• Problem details: Below are the records; restate all of them word for word.

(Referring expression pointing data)
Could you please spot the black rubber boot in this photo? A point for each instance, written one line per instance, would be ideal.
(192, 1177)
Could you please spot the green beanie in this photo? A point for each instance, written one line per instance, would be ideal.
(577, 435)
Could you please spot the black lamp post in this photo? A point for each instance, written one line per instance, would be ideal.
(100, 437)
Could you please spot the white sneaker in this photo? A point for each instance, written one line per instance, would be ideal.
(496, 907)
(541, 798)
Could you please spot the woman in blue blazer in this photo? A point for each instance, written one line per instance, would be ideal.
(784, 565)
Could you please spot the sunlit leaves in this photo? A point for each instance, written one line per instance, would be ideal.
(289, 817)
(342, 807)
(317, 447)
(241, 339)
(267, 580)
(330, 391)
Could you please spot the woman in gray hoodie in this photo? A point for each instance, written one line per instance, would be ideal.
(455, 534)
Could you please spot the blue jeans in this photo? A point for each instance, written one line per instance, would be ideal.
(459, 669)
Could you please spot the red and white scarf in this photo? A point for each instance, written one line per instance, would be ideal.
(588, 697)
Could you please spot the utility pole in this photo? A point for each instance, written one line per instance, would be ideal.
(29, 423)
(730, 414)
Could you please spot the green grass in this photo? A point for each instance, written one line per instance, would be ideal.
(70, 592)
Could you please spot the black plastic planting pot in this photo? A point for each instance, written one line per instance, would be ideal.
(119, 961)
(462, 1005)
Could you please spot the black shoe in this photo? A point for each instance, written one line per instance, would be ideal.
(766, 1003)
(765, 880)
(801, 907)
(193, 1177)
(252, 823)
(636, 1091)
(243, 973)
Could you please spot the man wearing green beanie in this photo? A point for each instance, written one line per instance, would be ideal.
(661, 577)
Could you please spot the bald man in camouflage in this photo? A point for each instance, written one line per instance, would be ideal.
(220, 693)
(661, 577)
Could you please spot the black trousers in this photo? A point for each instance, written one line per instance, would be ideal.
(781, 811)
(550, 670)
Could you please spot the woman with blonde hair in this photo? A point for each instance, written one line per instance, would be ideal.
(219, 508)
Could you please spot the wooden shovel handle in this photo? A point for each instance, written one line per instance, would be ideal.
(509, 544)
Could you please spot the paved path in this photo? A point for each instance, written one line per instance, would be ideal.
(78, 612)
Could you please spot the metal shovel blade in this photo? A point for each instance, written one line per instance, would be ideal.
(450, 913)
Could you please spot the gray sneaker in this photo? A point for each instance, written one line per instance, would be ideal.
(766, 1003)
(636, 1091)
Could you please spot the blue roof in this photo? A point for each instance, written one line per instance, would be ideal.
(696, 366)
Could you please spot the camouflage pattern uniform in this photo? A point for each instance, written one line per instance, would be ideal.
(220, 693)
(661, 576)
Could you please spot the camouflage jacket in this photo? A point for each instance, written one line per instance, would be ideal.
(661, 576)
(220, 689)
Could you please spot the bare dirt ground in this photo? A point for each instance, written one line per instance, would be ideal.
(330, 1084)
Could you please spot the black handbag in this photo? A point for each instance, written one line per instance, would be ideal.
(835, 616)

• Answer to the problem:
Could you please spot the black rubber boot in this photo? A point for each instance, written one line per instance, would be ideal.
(192, 1177)
Could you please spot the green beanie in this photo? A point for each instance, written one line per instance, would be ideal.
(577, 435)
Could you please spot the black lamp post in this photo? A point for each instance, written one line per instance, would be ideal.
(100, 437)
Could you please spot the white sneaker in this photo? A point for each instance, written one line per instance, would be ideal.
(496, 907)
(541, 798)
Could you please spot the woman in blue blazer in this photo? A point for each instance, written one line per instance, would be ideal.
(784, 565)
Could you please spot the sunlit leaves in this photo? A point for each instance, written one line per instance, would be ideal.
(289, 817)
(342, 807)
(317, 447)
(241, 339)
(267, 580)
(330, 391)
Could you please spot the woman in gray hoodie in this photo? A point for each instance, written one line per instance, would be ideal.
(455, 534)
Could you please spot the blue jeans in this photo? A point for each instance, written one line per instance, would be ideal.
(459, 669)
Could you please spot the red and white scarf in this photo? A point for each instance, written one line per instance, would be ideal.
(588, 697)
Could you please spot the utility pole in this photo? A point for each instance, written one line per instance, would be ideal.
(29, 423)
(730, 414)
Could you please spot the green grass in this photo? A point for each instance, written one line per instance, would be ideal.
(70, 592)
Could you please spot the black plastic planting pot in this photo? A point for each instance, written one line per instance, would be ideal.
(119, 961)
(462, 1005)
Could you please spot the black shoe in this photo? A point for each instance, written one line per instance, would be ideal.
(766, 1003)
(765, 880)
(801, 907)
(193, 1177)
(252, 823)
(636, 1091)
(243, 973)
Could you please spot the man wearing green beanie in this photo? A point for each instance, written one line per instance, would be ideal.
(661, 577)
Could you please spot the bald man in camouflage in this photo? A point for each instance, written one line per instance, would be ideal.
(220, 693)
(661, 577)
Could you please spot the black trousers in this photo? A point for each instance, written one line per instance, would be ideal.
(781, 811)
(550, 670)
Could you please spot the woman with blonde hair in this photo? A point for each instance, written one line per instance, would be ideal.
(219, 508)
Could you please spot the wooden shovel handle in this photo? A point for each instance, written one line per instance, would be ideal.
(509, 544)
Could you please spot the paved path in this photo? A point for each instance, written one line per instance, would be ideal.
(78, 612)
Could you please spot the metal shovel blade in this photo? A point for each instance, written one line per instance, would be ideal.
(450, 913)
Could you please spot the gray sneaker in this photo? A point for each instance, written one line per instance, would be ideal.
(766, 1003)
(636, 1091)
Could you please spot the blue roof in this photo? A point for each instance, written one line per instance, would be ideal.
(696, 366)
Could you please spot the camouflage pattern uniform in this photo? A point for each instance, written one line per instance, would be ideal.
(220, 693)
(661, 576)
Could you please spot the camouflage jacket in this photo? A point for each instance, written one line per instance, would be ideal.
(661, 576)
(220, 689)
Could you please spot the bare dirt ground in this photo? A point for each instance, written one line per instance, would be ideal.
(330, 1084)
Could you please spot the black handbag in this photo? A point for each instance, written one line per instance, would be ideal.
(835, 616)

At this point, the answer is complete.